## SHORT TASK A
Answer these questions about the UAV patent excerpt:
(i) Which company is listed as the assignee?
(ii) According to claim 2, what does the fourth actuator do?
(iii) According to claim 3, how does the image analysis engine determine the pose of the UAV?

## EXCERPT
US10661898B2ActiveUtilityA1

Unmanned aerial vehicle for infrastructure maintenance

83
Assignee: CIMCON LIGHTING INCPriority: Jun 21, 2018Filed: Dec 18, 2018Granted: May 26, 2020
Est. expiryJun 21, 2038(~12 yrs left)· nominal 20-yr term from priority
B64C 25/32B64D 1/12B64C 25/04B64C 2201/126B64C 39/024B64C 2201/141B64D 1/08B64U 2201/10B64U 2101/60B64U 2101/30B64U 2101/25B64D 1/22B64D 1/02
83
PatentIndex Score
3
Cited by
10
References
19
Claims

Abstract

An unmanned aerial vehicle (UAV) includes a body that supports one or more rotors, the one or more rotors each driven by a motor and configured to provide lift to the body. The UAV further includes a parts handler coupled to the body, the parts handler configured to grasp a payload, and rotate the payload with respect to an external structure to couple the payload to, or decouple the payload from, the external structure. The UAV includes a stabilizing mechanism extending from the body, the stabilizing mechanism configured to contact the external structure without transferring entire weight of the UAV to the external structure and prevent rotation of the body when the part-handler rotates the payload.

Claims

exact text as granted — not AI-modified
What is claimed is: 
     
       1. An unmanned aerial vehicle (UAV) comprising:
 a body that supports one or more rotors, the one or more rotors each driven by a motor and configured to provide lift to the body; 
 a parts handler coupled to the body, the parts handler configured to grasp a payload, and rotate the payload with respect to an external structure to couple the payload to, or decouple the payload from, the external structure; and 
 a stabilizing mechanism extending from the body, the stabilizing mechanism comprising a tail extending from the body and an anti-rotation tail plate near an end of the tail opposite the body, the stabilizing mechanism configured to:
 contact the external structure without transferring an entire weight of the UAV to the external structure, and 
 prevent rotation of the body when the parts handler rotates the payload. 
 
 
     
     
       2. The UAV of  claim 1 , comprising:
 a first actuator to move the parts handler along a first axis; 
 a second actuator to move the parts handler along a second axis; 
 a third actuator to move the parts handler along a third axis; and 
 a fourth actuator to rotate the parts handler around the third axis. 
 
     
     
       3. The UAV of  claim 1 , comprising:
 one or more cameras configured to provide a video of a work space of the parts handler; and 
 an image analysis engine configured to:
 receive data from the one or more cameras, and 
 determine a pose of the UAV with respect to the external structure based on the received data, 
 
 wherein the image analysis engine determines the pose by comparing images received in the received data to a set of reference images.

## Rows from a dataset
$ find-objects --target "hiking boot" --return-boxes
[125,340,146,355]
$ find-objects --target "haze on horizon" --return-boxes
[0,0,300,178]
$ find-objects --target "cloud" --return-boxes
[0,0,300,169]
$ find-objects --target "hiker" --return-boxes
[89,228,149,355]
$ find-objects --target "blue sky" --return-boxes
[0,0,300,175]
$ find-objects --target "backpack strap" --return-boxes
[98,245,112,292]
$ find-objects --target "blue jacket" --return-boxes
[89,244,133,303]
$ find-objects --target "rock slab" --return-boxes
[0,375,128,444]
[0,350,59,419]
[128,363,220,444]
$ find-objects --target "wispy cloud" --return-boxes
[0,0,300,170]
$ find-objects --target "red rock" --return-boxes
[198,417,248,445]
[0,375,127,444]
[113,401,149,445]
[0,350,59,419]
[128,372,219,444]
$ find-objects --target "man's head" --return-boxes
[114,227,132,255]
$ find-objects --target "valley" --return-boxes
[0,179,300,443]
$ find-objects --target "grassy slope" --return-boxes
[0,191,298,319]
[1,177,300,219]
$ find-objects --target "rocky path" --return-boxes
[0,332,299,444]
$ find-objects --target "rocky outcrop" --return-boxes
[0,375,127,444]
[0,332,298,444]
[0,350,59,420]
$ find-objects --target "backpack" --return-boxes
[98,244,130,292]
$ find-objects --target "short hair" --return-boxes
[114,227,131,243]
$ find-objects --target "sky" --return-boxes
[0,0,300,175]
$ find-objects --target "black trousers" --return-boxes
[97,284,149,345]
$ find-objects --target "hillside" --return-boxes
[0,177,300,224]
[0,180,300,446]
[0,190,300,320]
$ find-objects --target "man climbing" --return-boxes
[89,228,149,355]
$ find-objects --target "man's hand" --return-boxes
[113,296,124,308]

## SHORT TASK B
Find every line in the entries that contains the string "backpack", treating uppercase and lowercase as different.

## EXPECTED OUTPUT A
(i) CIMCON LIGHTING INC
(ii) It rotates the parts handler around the third axis.
(iii) It compares images received in the received data to a set of reference images.

## EXPECTED OUTPUT B
$ find-objects --target "backpack strap" --return-boxes
$ find-objects --target "backpack" --return-boxes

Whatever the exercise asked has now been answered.